(Referring expression pointing data)
- - - -
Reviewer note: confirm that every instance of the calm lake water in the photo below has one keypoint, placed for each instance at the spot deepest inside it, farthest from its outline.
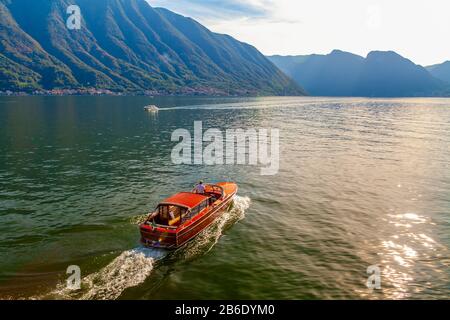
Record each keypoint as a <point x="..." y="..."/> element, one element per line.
<point x="361" y="182"/>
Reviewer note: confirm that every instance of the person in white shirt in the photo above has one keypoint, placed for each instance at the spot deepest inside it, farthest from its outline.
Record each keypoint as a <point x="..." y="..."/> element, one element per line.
<point x="200" y="188"/>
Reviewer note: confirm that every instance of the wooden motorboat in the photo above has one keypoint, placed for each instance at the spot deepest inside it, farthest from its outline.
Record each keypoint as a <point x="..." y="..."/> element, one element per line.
<point x="151" y="108"/>
<point x="181" y="217"/>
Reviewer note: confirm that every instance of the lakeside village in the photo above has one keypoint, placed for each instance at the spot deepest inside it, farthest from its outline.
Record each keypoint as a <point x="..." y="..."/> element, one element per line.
<point x="185" y="91"/>
<point x="72" y="92"/>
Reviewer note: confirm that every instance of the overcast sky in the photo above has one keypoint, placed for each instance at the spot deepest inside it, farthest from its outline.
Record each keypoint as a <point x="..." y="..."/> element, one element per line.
<point x="416" y="29"/>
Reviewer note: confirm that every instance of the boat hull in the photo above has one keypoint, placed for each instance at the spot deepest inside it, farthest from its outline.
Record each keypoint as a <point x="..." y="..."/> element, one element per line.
<point x="154" y="236"/>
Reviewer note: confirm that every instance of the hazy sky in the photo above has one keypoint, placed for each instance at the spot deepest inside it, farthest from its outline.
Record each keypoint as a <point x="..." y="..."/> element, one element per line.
<point x="416" y="29"/>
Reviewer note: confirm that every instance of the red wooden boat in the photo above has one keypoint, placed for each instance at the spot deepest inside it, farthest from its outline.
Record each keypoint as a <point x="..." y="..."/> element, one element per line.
<point x="183" y="216"/>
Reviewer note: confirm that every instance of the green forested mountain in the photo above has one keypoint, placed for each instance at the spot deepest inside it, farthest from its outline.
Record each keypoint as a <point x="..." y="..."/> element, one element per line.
<point x="380" y="74"/>
<point x="126" y="46"/>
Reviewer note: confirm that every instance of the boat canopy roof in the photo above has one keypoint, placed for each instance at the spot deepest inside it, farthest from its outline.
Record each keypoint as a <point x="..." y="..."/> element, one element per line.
<point x="185" y="199"/>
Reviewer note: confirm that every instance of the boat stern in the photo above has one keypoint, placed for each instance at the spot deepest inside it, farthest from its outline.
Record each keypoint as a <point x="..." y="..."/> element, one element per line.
<point x="158" y="237"/>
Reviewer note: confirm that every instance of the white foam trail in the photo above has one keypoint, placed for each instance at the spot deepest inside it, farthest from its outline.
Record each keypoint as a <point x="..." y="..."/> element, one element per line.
<point x="206" y="240"/>
<point x="129" y="269"/>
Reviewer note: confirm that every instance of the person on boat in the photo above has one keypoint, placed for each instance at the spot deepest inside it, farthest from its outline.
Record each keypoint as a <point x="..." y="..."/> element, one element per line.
<point x="200" y="188"/>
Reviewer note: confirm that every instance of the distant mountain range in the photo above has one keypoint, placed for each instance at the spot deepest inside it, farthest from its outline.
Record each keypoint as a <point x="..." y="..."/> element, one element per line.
<point x="127" y="46"/>
<point x="441" y="71"/>
<point x="380" y="74"/>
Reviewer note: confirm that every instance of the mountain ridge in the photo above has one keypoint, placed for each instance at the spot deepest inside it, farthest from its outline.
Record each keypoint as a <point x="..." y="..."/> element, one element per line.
<point x="379" y="74"/>
<point x="127" y="46"/>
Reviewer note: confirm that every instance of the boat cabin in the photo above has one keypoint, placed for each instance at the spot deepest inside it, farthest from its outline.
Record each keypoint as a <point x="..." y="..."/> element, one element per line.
<point x="183" y="206"/>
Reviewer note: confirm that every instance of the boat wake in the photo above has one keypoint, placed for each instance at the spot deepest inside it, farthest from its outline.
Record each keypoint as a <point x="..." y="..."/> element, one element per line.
<point x="132" y="267"/>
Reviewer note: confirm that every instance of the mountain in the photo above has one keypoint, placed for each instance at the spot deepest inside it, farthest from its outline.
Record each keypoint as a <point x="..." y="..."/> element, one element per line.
<point x="441" y="71"/>
<point x="380" y="74"/>
<point x="335" y="74"/>
<point x="126" y="46"/>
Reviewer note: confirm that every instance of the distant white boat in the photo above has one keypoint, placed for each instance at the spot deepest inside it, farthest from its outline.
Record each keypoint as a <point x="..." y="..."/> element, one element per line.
<point x="151" y="108"/>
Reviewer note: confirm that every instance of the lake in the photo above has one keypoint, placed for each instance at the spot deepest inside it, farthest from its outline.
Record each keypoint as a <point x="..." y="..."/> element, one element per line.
<point x="361" y="183"/>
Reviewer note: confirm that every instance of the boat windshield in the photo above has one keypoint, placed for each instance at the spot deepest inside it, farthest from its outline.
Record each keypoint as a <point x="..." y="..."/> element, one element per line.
<point x="170" y="215"/>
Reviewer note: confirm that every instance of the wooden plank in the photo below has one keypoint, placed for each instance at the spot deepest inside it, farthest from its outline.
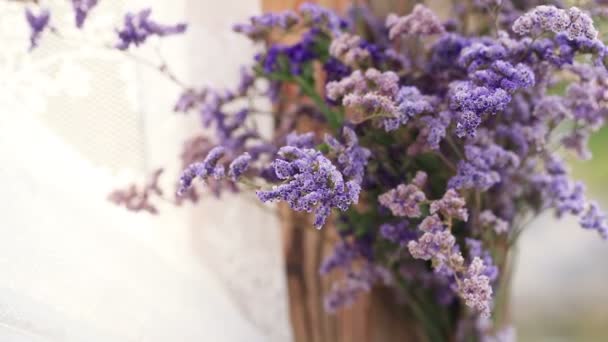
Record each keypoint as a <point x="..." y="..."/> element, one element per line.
<point x="374" y="317"/>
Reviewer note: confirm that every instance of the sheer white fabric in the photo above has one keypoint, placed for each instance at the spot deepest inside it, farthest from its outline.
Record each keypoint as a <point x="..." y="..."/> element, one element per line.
<point x="76" y="121"/>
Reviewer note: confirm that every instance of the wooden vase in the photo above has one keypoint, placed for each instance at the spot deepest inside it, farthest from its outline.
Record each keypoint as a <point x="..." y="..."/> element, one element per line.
<point x="375" y="317"/>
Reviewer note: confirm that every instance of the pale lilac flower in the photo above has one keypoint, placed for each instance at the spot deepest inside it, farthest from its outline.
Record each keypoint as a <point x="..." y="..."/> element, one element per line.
<point x="488" y="219"/>
<point x="207" y="168"/>
<point x="475" y="288"/>
<point x="312" y="184"/>
<point x="546" y="18"/>
<point x="348" y="49"/>
<point x="138" y="27"/>
<point x="404" y="200"/>
<point x="351" y="158"/>
<point x="452" y="205"/>
<point x="238" y="166"/>
<point x="82" y="9"/>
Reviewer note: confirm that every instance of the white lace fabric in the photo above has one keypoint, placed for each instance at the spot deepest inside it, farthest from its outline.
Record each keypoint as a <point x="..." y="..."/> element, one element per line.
<point x="76" y="118"/>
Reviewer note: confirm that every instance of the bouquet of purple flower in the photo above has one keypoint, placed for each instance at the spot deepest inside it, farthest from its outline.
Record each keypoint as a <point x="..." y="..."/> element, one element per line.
<point x="442" y="141"/>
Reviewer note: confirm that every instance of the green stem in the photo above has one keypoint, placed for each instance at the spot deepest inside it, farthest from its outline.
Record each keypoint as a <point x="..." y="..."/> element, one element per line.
<point x="333" y="118"/>
<point x="422" y="316"/>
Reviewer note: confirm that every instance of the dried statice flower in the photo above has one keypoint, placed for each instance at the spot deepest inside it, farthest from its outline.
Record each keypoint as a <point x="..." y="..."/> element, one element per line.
<point x="397" y="233"/>
<point x="487" y="4"/>
<point x="305" y="140"/>
<point x="138" y="27"/>
<point x="312" y="183"/>
<point x="436" y="243"/>
<point x="475" y="288"/>
<point x="321" y="17"/>
<point x="371" y="93"/>
<point x="558" y="190"/>
<point x="404" y="200"/>
<point x="348" y="49"/>
<point x="38" y="23"/>
<point x="476" y="250"/>
<point x="410" y="103"/>
<point x="207" y="168"/>
<point x="259" y="27"/>
<point x="422" y="21"/>
<point x="344" y="294"/>
<point x="136" y="198"/>
<point x="594" y="219"/>
<point x="433" y="129"/>
<point x="573" y="22"/>
<point x="82" y="9"/>
<point x="451" y="205"/>
<point x="238" y="166"/>
<point x="488" y="219"/>
<point x="481" y="168"/>
<point x="351" y="158"/>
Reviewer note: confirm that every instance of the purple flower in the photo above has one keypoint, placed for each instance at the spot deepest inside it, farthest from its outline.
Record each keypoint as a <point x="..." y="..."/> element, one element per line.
<point x="488" y="219"/>
<point x="475" y="288"/>
<point x="404" y="200"/>
<point x="476" y="250"/>
<point x="482" y="167"/>
<point x="422" y="21"/>
<point x="397" y="233"/>
<point x="594" y="219"/>
<point x="436" y="243"/>
<point x="238" y="166"/>
<point x="351" y="158"/>
<point x="452" y="205"/>
<point x="323" y="18"/>
<point x="312" y="183"/>
<point x="203" y="170"/>
<point x="573" y="22"/>
<point x="138" y="27"/>
<point x="410" y="103"/>
<point x="348" y="49"/>
<point x="82" y="9"/>
<point x="38" y="24"/>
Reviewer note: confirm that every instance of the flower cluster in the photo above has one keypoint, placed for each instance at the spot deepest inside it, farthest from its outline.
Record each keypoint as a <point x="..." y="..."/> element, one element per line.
<point x="311" y="183"/>
<point x="138" y="27"/>
<point x="434" y="150"/>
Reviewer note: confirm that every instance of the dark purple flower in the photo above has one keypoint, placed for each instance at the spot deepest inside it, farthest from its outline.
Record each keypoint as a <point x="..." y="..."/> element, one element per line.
<point x="207" y="168"/>
<point x="312" y="183"/>
<point x="238" y="166"/>
<point x="38" y="24"/>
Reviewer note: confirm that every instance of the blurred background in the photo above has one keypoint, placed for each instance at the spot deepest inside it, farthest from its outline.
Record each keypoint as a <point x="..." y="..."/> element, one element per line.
<point x="77" y="120"/>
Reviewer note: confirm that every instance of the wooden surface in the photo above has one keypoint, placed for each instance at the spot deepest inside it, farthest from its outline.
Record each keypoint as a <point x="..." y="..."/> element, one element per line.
<point x="375" y="317"/>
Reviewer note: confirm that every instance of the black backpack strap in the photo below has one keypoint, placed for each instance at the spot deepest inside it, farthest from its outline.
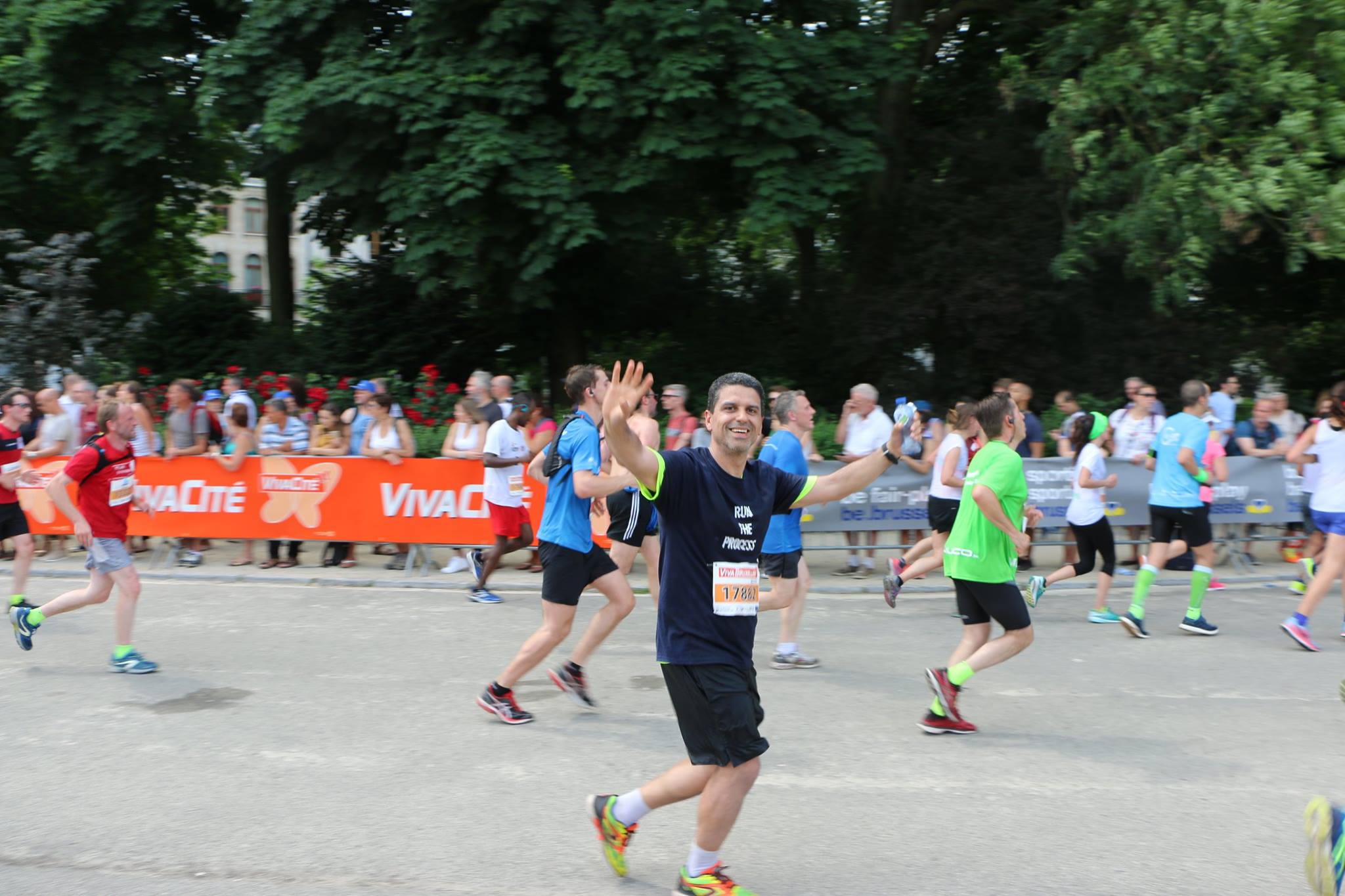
- - - -
**HOW TO COMPLETE THIS TASK**
If a line above holds the string "mountain", return it as it stands.

**REPLY**
Reviewer note: confirm that every instance of the green forested mountain in the photo above has one keypoint, placed for each instance at the spot deepest inside it, farthest from its outline.
Reviewer note: confirm that every instance of the distant mountain range in the photo above has one keypoint, placed for each instance at the spot deepest inside it, farthest from its outline.
Reviewer note: confirm that every instance of the mountain ridge in the photo above has one keypoint, placed for each instance at the spot deepest inside it, farthest from its outline.
Reviewer note: confirm that every instance of the mountain in the photo above has one keypoint, placed for each instance at the spot deepest inside it, farthest from its outline.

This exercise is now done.